- Extract

What's Cooking with Jean
Friday, June 06, 2008 Banana Pudding Pie


Banana slices are about the only healthy component, but this is a delicious summer pie! I grew up with an aversion to bananas and definitely to banana pudding. But my first bite of a fresh banana in Rwanda changed that. And leave it to Southern Living to change my opinion about banana puddings!

Note: don't toss the egg yolks. Vanilla Cream filling will call for those to be used.


1 (12-oz.) box vanilla wafers, divided
1/2 cup butter, melted
2 large bananas, sliced

Vanilla Cream Filling (see below)

4 egg whites
1/2 cup sugar

1. Set aside 30 vanilla wafers; crush vanilla wafers (I put them in a ziploc bag and used meat mallet. You could pull out food processor too.) (you should end up with about 2 1/2 cups.) Stir together crushed vanilla wafers and butter until blended. Firmly press on bottom, up sides, and onto lip of a 9-inch pieplate.

2. Bake at 350° for 10 to 12 minutes or until lightly browned. Remove to a wire rack, and let cool 30 minutes or until completely cool.

3. Arrange banana slices evenly over bottom of crust. Prepare Vanilla Cream Filling, and spread half of hot filling over bananas; top with 20 vanilla wafers. Spread remaining hot filling over vanilla wafers. (Filling will be about 1/4 inch higher than top edge of crust.)

- Data extract
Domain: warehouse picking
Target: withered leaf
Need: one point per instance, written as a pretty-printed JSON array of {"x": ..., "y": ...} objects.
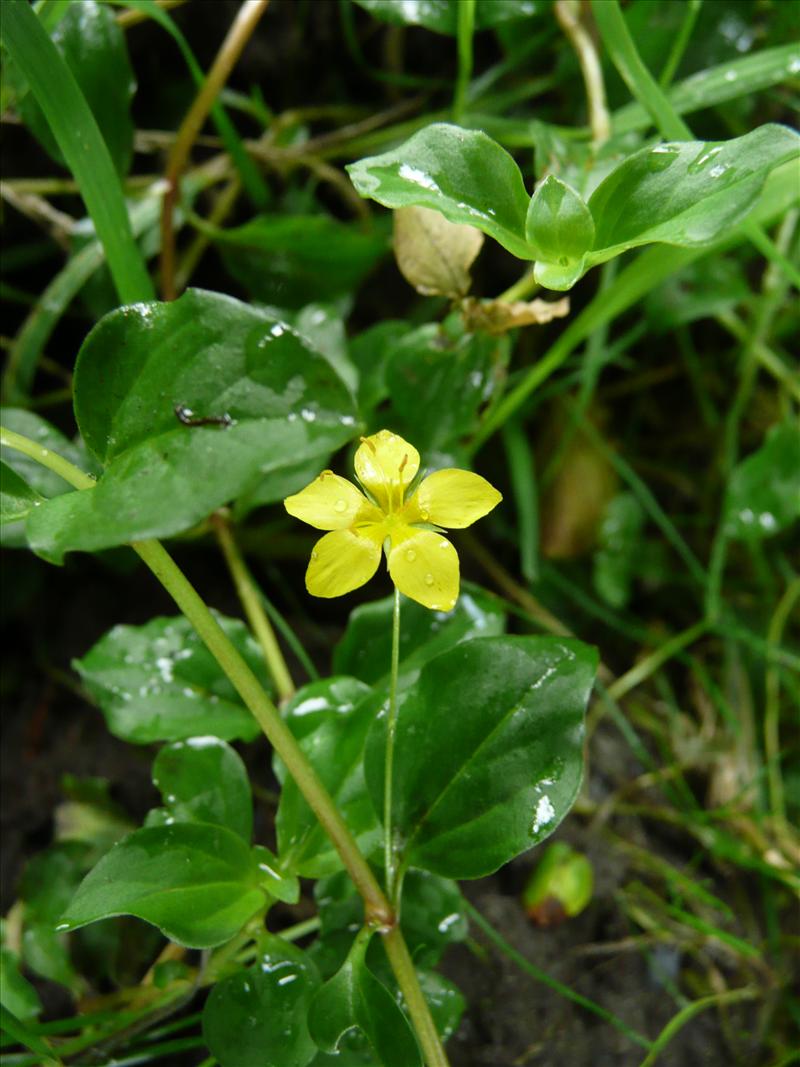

- Problem to solve
Say whether each statement agrees with the banana pudding pie recipe, answering yes or no and quoting the deciding words of the recipe. 1. The crust bakes at 350° for 10 to 12 minutes. 2. The egg yolks can be thrown away. 3. The whole box of vanilla wafers is crushed for the crust. None of the lines is needed for this work.

- Final result
1. Yes: "Bake at 350° for 10 to 12 minutes or until lightly browned."
2. No: "don't toss the egg yolks."
3. No: "Set aside 30 vanilla wafers"